#### [WHAT THE EXERCISE ASKS]
Exactly and only the lines from the one with "Task: point to every instance of the wet" through the end of the listing are to be transcribed, both ends included.

#### [THE DATA]
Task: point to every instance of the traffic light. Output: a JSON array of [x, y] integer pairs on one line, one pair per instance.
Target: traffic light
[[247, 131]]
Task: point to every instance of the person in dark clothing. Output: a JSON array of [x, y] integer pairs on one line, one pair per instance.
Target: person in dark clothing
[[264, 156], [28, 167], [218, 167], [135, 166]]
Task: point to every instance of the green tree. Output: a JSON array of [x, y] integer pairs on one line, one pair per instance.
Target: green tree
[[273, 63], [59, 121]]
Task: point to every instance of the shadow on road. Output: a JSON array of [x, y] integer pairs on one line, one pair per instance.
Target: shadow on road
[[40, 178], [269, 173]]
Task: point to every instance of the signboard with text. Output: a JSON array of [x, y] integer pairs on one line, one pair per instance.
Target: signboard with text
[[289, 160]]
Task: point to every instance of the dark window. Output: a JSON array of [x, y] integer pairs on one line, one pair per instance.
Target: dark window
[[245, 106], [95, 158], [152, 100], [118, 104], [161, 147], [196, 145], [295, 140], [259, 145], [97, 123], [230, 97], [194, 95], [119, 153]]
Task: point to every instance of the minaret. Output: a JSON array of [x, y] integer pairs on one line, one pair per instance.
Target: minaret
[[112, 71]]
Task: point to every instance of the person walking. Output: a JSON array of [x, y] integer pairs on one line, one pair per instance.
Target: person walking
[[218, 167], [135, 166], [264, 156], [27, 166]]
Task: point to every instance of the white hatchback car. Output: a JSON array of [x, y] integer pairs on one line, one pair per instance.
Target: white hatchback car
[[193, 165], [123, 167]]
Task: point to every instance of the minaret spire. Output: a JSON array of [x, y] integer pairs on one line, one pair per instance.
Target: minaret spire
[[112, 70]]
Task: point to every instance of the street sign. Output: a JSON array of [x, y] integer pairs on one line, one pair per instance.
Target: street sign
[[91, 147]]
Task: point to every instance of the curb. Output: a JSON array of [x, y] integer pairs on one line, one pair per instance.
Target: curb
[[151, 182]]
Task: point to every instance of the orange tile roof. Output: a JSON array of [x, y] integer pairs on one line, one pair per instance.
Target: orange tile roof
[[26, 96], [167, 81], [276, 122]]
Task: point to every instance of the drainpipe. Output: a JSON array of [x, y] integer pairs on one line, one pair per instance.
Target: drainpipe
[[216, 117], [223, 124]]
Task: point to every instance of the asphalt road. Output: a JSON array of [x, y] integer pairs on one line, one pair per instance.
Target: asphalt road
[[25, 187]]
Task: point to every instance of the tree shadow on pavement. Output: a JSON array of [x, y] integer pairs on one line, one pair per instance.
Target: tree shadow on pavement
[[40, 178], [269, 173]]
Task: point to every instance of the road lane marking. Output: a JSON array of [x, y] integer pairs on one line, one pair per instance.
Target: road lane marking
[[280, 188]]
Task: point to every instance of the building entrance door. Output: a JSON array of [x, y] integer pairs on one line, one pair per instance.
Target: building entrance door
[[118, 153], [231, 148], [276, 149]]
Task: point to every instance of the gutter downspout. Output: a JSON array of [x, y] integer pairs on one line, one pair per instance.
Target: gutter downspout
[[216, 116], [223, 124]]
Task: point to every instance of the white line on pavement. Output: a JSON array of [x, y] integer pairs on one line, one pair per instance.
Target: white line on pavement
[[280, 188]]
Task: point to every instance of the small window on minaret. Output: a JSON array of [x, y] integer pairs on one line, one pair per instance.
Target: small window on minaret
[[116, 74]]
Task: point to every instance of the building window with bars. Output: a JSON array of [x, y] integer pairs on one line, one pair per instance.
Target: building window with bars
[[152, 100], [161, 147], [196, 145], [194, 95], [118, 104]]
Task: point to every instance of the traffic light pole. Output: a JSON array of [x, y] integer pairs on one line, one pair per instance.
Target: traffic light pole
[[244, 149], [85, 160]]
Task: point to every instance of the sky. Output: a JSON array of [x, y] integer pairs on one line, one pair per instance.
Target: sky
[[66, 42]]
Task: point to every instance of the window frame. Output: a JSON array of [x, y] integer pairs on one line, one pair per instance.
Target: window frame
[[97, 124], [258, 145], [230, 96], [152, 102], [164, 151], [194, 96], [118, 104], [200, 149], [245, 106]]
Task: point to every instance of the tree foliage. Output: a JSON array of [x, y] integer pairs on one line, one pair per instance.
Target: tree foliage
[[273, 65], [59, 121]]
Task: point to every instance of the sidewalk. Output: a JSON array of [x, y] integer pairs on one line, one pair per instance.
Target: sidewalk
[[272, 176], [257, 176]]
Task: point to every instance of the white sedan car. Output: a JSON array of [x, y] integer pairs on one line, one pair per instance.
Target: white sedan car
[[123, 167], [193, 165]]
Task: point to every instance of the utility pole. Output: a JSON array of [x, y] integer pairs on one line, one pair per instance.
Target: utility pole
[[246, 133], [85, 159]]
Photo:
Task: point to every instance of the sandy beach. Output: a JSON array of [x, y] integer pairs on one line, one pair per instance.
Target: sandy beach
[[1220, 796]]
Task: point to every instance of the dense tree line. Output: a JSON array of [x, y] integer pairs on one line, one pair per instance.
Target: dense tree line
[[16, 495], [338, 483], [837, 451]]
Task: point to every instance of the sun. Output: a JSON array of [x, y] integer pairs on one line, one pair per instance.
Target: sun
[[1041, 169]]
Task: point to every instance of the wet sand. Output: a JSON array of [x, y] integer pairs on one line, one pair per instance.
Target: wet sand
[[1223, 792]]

#### [OUTPUT BELOW]
Task: point to every instance of the wet sand. Output: a JSON array of [x, y] integer pairs on one line, one pair per instance.
Target: wet sand
[[1223, 792]]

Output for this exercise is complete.